Airbnb Raises $1 Billion in Series F Funding and Vaults to Valuation of $31 Billion

Airbnb has finalized $1 billion in Series F funding that represents an increase from the $555M that it announced as constitutive of its September 2016 capital raise in September 2016. According to a recent SEC filing, Airbnb raised over $1B in Series F equity funding that brings its valuation to roughly $31 billion, or slightly more than its $30 billion valuation as noted in September 2016. Airbnb provides a web-based platform that allows individuals to find accommodation as delivered by the private homes offered by other members instead of hotels. The company has recently expanded its offerings to include “Trips” that allow members to sign up for itineraries and experiences in the destination of their choice. Operating in 65,000 cities spanning 191 countries, Airbnb became profitable in the second quarter of 2016 and currently has no immediate plans to go public in the near future. The company’s decision to remain private, for now, is illustrative of the access to capital had by technology companies and the corresponding deferral of the decision to go public until the product matures or legal and regulatory issues related to the disclosure of business practices are resolved.


Pivotal and Datometry Collaborate to Enable Customers To Run Teradata Workloads on Pivotal Greenplum

Pivotal has partnered with Datometry to enable enterprises to run Teradata-based workloads on Pivotal Greenplum’s cloud-based data warehouse. The collaboration between Datometry and Pivotal empowers enterprises to transfer Teradata workloads to Pivotal’s Greenplum platform without costly and complex database migrations or application re-architecting. By using Datometry’s Hyper-Q for Pivotal Data Suite, customers can migrate Teradata workloads to natively run on Pivotal Greenplum, thereby taking advantage of Pivotal Greenplum’s open source, massively parallel processing architecture and its Pivotal Query Optimizer that specializes in scaling analytics that run on massive datasets while preserving throughput, latency and query performance more generally. Available on AWS and Microsoft Azure in addition to on-premise deployments, Pivotal Greenplum gives customers enhanced flexibility and speed with respect to Teradata workload migrations to the cloud. The collaboration between Pivotal and Datometry radically accelerates the ability of customers to move Teradata workloads to the cloud and correspondingly underscores the relevance of Pivotal Greenplum as a massively parallel processing data warehouse that supports loading speeds that can scale to “greater than 10 terabytes per hour, per rack” in addition to machine learning and SQL functionality. Expect the initiative led by Datometry and Pivotal to accelerate Teradata workload cloud migrations while concomitantly foregrounding the importance of Pivotal Greenplum to big data warehousing and analytics as well as the innovation of Datometry’s Hyper-Q data virtualization platform, which aspires to free data from vendor lock-in by making applications translatable from one database to another.
+++
Your objective: According to the tech business news above, in how many cities and countries does Airbnb operate?

Data:
+++
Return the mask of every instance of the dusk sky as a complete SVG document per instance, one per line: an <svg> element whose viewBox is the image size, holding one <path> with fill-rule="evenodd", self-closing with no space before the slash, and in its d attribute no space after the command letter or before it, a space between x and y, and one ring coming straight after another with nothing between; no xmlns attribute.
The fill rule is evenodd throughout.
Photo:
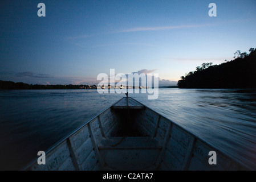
+++
Reply to the exercise: Airbnb operates in 65,000 cities spanning 191 countries.